**Problem:**
When a line below contains the word "foliage", it counts toward the total; give that total and nothing besides.

**Input data:**
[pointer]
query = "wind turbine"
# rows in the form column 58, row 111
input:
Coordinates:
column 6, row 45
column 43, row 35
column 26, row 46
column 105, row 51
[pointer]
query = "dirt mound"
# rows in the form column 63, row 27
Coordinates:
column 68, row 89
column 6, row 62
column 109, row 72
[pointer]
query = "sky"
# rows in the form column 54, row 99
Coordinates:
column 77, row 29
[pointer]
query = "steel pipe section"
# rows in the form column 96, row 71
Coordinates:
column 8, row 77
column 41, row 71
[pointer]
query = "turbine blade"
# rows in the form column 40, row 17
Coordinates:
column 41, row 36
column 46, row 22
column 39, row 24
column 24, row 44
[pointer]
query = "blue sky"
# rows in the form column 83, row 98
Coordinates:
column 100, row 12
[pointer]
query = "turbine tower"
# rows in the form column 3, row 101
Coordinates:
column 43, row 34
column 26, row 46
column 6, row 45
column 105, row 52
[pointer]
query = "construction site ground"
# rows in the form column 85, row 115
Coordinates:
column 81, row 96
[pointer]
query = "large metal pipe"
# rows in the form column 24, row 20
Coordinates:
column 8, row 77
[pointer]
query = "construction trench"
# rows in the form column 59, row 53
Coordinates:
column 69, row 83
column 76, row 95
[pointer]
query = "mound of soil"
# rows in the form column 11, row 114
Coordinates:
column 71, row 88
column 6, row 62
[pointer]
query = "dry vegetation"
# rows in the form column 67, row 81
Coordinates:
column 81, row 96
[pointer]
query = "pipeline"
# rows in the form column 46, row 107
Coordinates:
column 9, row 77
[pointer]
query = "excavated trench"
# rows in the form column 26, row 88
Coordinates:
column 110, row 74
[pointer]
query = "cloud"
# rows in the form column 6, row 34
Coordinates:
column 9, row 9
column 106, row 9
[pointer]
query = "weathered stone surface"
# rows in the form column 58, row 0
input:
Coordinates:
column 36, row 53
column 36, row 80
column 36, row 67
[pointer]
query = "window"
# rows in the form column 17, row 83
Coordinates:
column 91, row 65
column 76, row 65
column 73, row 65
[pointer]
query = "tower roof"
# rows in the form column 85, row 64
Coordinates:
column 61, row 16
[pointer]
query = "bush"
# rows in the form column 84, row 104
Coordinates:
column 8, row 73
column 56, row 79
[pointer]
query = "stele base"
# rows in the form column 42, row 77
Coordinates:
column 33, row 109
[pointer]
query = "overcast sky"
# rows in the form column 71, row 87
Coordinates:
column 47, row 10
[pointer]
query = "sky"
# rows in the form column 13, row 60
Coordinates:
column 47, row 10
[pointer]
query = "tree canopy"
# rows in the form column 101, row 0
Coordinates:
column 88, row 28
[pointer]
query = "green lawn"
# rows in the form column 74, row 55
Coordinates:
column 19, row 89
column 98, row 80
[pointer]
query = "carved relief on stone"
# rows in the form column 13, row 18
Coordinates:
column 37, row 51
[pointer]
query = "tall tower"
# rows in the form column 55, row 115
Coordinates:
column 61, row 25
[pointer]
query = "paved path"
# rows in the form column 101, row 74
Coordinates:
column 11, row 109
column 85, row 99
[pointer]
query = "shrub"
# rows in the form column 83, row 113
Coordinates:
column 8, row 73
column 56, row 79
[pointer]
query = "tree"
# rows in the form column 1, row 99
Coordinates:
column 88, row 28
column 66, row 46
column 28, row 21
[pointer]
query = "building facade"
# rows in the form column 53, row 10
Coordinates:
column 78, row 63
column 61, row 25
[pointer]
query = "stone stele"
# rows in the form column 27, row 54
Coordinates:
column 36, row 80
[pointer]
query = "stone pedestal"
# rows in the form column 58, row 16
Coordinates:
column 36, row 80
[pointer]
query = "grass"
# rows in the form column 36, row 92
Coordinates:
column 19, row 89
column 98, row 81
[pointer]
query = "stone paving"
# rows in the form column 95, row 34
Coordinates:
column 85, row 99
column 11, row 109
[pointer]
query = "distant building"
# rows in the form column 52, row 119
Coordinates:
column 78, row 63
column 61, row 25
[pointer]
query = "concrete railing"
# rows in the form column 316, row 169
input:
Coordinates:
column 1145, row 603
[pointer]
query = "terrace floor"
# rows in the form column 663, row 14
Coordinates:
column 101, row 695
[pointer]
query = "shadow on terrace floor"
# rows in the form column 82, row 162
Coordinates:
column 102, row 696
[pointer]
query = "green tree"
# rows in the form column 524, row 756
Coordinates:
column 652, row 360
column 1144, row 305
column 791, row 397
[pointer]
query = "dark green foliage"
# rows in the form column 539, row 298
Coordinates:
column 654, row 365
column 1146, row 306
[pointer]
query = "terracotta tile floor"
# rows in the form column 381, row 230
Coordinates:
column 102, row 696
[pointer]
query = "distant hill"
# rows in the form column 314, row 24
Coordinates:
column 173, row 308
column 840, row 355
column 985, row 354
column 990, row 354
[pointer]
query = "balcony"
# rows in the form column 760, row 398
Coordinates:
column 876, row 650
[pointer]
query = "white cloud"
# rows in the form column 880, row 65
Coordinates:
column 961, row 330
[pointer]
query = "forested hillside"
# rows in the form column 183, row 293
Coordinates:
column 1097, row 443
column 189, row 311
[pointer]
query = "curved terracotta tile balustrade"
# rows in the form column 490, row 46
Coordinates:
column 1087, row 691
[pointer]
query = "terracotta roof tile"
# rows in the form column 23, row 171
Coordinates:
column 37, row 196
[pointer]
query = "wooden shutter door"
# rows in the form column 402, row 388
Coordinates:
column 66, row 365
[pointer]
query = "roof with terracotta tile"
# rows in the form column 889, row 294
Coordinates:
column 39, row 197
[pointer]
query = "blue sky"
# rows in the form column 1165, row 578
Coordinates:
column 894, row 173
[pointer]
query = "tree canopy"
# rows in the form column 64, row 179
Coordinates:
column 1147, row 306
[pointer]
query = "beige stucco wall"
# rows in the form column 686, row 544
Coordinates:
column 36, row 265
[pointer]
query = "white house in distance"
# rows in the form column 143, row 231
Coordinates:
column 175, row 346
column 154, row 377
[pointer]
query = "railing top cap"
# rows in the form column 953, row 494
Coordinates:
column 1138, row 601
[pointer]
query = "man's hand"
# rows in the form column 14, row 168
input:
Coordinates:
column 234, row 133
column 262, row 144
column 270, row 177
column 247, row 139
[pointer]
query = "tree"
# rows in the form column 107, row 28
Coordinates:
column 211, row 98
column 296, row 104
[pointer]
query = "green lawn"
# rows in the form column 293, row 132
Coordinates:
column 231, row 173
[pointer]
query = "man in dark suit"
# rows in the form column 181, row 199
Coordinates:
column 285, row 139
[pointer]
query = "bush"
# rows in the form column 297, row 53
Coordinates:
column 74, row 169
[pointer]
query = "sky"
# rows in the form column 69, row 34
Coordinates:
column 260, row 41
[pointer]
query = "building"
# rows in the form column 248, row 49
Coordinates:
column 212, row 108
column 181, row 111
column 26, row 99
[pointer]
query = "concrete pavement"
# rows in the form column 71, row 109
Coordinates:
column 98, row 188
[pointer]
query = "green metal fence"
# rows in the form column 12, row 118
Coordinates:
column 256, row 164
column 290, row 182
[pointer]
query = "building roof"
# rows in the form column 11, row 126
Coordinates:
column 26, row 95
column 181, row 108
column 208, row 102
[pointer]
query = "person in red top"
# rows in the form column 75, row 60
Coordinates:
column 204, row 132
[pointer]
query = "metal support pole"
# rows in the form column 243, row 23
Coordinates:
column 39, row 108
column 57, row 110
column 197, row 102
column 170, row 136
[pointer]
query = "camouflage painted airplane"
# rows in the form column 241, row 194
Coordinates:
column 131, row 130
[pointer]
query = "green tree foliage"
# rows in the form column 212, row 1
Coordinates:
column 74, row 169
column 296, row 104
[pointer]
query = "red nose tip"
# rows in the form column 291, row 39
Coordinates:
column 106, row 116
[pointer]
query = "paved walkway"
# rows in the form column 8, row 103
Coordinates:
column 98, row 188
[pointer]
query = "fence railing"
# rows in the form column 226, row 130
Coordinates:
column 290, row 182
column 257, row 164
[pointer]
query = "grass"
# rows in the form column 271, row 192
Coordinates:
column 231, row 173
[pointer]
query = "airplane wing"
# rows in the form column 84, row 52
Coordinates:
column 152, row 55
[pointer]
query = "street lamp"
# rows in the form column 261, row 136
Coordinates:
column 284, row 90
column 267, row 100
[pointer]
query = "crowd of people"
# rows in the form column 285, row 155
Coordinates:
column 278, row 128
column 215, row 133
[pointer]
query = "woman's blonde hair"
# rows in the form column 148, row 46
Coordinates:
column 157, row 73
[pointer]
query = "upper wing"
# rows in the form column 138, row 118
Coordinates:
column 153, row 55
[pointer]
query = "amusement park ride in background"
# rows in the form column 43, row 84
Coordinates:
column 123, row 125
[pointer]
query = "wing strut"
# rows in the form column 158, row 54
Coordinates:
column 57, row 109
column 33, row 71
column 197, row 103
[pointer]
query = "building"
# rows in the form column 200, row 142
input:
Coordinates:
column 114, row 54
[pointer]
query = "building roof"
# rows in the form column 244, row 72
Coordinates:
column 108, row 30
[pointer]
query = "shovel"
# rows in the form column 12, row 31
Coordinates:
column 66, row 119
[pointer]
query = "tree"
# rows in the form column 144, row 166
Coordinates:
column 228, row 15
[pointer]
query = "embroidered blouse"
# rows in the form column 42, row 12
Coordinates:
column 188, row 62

**Written answer:**
2